• [Directions for this task]
Which lines in the items below contain the word "framed"? Pull out every such line and copy it, counting a line only when its capitalization matches.

• [Data section]
<<<<
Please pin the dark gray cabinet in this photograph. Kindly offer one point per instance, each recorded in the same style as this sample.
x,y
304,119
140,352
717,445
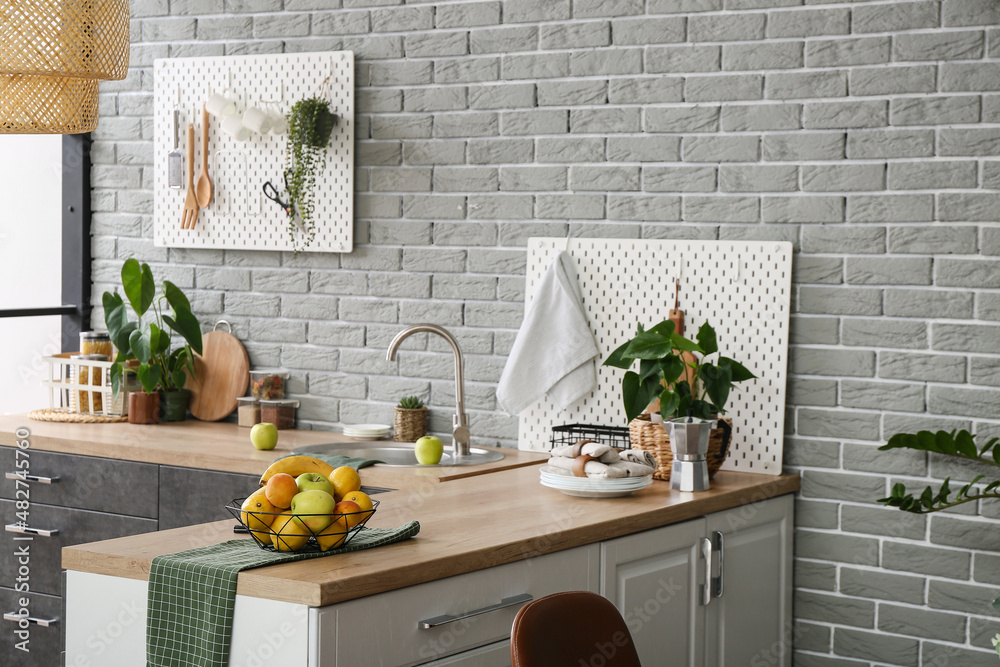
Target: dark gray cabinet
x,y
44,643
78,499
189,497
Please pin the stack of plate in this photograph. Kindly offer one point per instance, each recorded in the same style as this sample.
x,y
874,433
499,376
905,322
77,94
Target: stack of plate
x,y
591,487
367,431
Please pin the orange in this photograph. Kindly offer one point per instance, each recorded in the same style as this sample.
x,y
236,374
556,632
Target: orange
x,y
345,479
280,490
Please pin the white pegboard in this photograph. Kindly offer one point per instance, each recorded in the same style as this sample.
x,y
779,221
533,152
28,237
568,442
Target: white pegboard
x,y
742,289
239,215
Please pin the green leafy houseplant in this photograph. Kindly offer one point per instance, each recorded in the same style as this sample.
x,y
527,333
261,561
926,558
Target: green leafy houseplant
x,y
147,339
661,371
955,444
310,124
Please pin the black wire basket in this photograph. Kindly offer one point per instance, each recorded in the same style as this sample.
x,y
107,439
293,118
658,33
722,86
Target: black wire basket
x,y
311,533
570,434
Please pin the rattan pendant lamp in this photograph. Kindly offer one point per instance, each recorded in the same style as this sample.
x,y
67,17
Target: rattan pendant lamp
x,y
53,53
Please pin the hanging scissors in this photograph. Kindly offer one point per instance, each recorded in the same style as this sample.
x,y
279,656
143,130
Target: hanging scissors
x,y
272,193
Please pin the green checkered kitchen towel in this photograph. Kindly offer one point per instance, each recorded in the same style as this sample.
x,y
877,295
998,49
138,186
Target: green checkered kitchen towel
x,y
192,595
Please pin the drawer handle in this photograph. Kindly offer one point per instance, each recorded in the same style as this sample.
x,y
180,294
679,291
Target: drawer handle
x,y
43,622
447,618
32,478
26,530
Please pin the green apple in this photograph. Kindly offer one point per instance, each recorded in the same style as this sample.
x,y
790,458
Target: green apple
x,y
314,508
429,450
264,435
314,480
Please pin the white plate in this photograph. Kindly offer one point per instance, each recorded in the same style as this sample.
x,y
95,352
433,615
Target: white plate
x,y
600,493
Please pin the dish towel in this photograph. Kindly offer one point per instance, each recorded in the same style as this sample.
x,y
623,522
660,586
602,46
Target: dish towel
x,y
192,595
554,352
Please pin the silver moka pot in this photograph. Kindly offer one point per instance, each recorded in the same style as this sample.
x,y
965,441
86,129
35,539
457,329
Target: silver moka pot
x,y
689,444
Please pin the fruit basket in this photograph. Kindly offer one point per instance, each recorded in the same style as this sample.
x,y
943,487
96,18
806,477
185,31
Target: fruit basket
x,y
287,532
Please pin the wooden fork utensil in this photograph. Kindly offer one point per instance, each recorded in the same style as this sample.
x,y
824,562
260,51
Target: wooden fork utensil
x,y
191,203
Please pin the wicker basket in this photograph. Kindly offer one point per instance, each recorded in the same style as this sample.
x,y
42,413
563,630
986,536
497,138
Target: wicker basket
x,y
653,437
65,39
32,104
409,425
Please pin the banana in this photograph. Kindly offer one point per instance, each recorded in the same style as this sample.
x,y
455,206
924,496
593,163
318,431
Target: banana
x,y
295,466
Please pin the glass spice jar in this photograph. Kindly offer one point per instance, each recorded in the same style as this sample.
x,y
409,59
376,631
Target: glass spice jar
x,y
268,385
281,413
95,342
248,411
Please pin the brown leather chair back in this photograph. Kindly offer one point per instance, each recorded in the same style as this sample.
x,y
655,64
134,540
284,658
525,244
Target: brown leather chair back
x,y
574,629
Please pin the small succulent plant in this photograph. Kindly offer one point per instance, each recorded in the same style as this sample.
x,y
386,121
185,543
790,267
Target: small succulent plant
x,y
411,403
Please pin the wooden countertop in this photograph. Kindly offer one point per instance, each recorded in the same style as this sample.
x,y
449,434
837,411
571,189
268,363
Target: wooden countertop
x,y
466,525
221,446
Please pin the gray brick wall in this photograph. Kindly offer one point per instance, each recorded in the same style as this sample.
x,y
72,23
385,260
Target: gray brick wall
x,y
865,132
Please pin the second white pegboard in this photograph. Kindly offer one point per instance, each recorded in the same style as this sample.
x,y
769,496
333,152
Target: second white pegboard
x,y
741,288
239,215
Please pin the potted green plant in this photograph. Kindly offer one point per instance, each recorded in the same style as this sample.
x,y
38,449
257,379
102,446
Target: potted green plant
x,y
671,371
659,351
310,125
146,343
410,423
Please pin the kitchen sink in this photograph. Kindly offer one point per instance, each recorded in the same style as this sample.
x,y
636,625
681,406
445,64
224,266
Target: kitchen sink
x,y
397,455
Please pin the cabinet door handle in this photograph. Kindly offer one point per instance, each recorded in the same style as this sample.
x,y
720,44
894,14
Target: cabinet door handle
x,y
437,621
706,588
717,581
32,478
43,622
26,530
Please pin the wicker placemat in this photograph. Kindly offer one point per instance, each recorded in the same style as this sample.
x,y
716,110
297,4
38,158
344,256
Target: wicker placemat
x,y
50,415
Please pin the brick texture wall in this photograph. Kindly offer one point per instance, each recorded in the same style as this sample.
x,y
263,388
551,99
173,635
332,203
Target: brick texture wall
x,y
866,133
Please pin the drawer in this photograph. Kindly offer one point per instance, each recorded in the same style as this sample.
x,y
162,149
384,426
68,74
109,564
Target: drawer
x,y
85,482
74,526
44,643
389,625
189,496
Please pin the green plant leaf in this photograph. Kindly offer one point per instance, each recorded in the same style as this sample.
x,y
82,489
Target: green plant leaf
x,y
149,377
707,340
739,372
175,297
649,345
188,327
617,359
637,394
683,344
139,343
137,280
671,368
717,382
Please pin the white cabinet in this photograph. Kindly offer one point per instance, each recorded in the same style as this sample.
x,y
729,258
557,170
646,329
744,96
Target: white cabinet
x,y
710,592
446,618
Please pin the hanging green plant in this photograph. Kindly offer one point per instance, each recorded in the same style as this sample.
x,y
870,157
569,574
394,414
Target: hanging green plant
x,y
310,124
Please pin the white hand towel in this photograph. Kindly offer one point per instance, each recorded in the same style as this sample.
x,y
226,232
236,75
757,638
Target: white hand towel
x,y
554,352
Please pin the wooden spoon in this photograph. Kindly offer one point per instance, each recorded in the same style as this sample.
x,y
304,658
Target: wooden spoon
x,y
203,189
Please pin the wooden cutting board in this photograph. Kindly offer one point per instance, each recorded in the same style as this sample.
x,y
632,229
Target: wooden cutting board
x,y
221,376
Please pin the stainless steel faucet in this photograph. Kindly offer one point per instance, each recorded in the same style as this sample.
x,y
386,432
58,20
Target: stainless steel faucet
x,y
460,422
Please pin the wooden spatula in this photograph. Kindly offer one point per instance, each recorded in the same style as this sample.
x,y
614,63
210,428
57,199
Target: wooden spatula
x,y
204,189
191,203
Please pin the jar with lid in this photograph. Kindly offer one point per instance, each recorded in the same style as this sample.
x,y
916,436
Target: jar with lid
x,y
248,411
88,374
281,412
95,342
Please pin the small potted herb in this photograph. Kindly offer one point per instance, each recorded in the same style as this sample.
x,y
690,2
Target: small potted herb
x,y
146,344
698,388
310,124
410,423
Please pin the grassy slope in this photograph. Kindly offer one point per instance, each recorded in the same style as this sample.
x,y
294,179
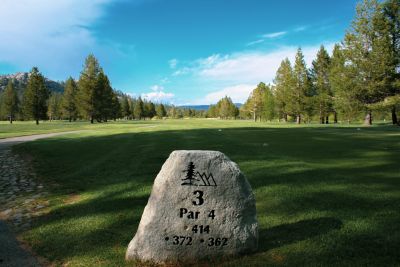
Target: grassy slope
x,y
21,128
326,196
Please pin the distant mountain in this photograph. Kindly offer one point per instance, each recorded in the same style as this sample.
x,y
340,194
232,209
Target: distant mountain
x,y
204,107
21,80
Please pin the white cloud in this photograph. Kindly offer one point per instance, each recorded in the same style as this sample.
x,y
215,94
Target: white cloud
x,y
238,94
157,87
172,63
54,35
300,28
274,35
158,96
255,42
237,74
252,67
>>>>
<<<<
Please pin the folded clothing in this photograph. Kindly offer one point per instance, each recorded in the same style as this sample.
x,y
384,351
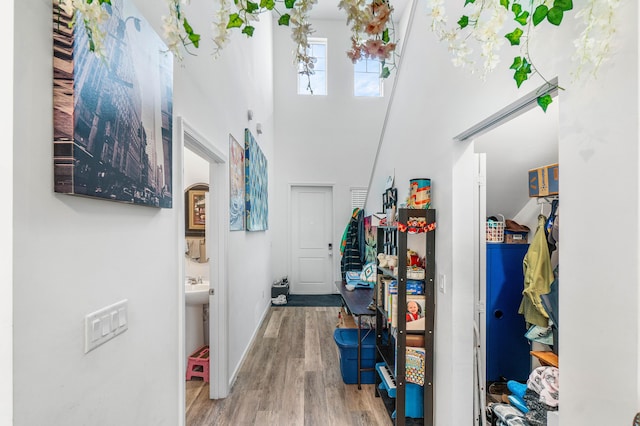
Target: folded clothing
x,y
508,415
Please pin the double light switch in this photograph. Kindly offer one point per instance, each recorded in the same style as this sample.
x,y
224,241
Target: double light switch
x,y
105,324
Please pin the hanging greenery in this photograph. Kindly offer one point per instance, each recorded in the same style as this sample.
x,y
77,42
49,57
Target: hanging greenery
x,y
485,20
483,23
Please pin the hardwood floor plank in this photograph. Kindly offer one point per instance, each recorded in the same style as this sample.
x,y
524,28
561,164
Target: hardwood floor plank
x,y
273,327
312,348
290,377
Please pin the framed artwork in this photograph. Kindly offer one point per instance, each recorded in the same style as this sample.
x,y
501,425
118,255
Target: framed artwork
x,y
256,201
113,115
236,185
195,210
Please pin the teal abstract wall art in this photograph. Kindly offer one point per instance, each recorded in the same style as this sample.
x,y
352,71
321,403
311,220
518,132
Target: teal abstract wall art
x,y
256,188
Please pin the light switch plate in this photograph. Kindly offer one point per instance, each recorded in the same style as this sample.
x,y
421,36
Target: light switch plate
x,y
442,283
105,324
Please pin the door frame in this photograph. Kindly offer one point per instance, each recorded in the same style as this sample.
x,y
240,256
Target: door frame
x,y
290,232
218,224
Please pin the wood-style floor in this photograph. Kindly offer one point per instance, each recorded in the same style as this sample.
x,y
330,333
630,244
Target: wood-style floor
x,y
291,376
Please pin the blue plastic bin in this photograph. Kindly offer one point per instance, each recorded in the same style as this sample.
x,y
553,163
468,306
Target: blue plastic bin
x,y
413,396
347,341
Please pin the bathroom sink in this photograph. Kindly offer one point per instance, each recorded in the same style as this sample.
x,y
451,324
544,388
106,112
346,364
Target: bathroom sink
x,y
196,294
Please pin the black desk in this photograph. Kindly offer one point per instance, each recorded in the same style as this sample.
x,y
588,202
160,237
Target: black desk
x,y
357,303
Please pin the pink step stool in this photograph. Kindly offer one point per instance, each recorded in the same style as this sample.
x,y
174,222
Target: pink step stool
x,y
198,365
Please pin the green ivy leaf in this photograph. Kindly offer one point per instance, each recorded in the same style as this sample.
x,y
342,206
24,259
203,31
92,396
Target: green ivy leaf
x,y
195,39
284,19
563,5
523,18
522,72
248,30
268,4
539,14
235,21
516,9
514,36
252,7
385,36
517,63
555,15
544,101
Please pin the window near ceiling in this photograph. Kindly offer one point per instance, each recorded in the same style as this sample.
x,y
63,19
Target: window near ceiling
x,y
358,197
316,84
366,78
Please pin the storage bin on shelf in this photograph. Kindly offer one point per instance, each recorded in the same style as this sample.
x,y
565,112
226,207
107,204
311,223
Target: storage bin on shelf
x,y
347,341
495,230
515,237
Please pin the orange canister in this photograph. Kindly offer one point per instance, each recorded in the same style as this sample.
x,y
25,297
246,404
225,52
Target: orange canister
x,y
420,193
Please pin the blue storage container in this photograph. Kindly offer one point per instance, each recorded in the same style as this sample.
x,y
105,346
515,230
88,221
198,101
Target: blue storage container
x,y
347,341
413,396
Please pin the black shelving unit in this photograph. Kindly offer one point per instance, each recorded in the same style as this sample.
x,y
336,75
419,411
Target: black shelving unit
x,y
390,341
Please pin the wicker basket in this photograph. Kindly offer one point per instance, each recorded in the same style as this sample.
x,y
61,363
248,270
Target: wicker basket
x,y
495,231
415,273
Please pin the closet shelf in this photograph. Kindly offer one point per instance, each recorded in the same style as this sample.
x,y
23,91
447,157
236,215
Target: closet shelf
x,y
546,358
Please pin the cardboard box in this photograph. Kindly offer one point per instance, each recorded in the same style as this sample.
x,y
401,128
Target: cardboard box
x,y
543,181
>>>>
• [Output below]
Please pin the framed artwork in this photograph. Kindly offer one point per instance, each recorded in the same style as this sample.
Target: framed artwork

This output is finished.